## Task data
* * * * * * * * *

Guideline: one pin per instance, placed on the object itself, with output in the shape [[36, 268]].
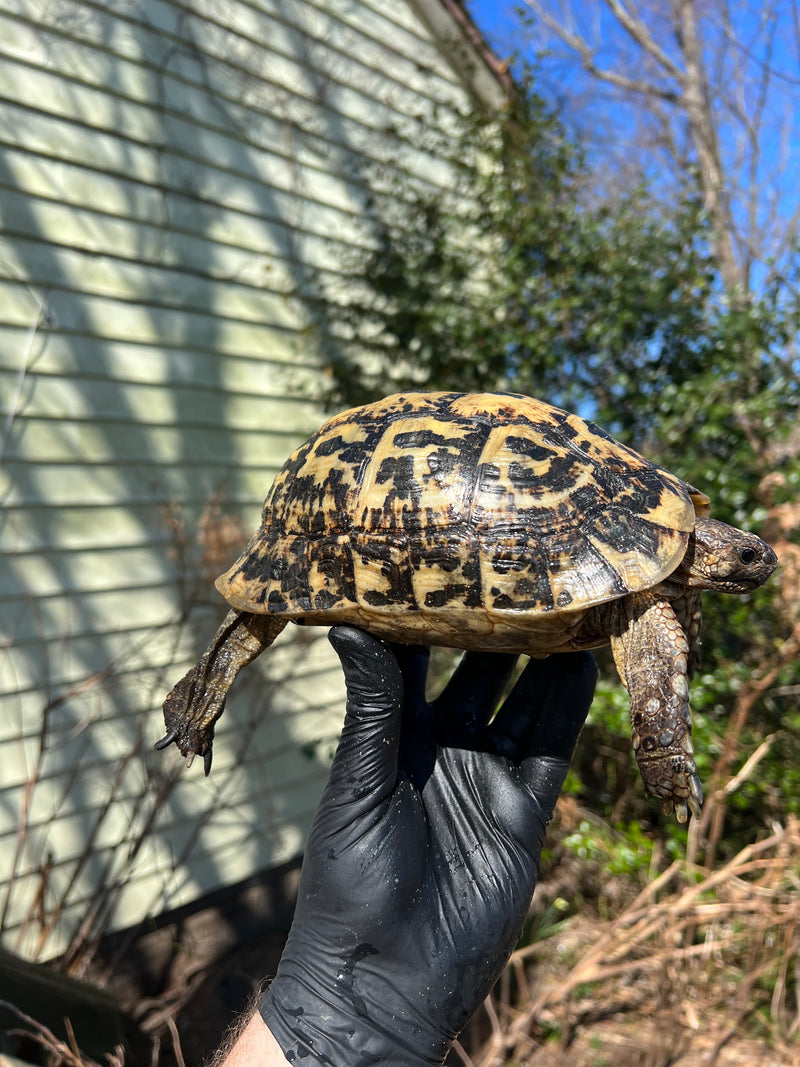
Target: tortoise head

* * * * * * * * *

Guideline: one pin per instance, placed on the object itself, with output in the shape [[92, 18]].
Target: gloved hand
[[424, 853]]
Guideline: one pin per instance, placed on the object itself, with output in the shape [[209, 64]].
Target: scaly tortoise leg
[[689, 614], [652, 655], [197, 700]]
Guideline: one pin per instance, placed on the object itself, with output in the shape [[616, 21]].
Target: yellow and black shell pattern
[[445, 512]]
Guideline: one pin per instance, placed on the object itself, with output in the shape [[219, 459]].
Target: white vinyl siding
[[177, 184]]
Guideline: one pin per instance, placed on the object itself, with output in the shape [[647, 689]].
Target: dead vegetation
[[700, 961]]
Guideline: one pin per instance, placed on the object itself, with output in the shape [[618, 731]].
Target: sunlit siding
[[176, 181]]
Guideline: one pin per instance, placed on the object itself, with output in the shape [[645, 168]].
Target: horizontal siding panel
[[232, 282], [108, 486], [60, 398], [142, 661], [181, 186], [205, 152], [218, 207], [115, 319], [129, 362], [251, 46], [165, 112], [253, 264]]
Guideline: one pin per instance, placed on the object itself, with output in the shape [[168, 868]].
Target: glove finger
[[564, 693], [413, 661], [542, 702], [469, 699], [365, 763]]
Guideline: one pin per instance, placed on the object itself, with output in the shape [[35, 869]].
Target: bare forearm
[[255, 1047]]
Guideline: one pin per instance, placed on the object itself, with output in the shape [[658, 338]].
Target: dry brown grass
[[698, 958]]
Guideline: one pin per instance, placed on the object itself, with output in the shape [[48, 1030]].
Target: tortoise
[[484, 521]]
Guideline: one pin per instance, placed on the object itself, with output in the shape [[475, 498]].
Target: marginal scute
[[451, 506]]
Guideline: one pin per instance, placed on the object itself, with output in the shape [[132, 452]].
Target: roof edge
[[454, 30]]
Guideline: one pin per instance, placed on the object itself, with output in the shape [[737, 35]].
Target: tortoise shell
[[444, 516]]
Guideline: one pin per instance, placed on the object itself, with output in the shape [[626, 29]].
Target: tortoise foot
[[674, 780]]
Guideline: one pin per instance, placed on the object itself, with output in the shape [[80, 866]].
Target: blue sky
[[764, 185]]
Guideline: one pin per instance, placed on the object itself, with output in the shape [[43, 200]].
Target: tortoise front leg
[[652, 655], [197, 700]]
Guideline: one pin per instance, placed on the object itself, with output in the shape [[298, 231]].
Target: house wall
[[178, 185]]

* * * * * * * * *

## Set exercise
Reproduce the data verbatim, starting at the line that contains "shape [[80, 866]]." and ending after the line that contains "[[178, 185]]".

## Reply
Guideline: one pin per instance, placed on the object itself, with output in the shape [[80, 866]].
Target: blue sky
[[764, 185]]
Guideline: one pin per instance, placed on the object itself, with output in the shape [[43, 200]].
Target: tortoise front leg
[[652, 655], [197, 700]]
Guideline: one pin per instance, placed on the object itself, with output in the shape [[298, 231]].
Target: house wall
[[178, 185]]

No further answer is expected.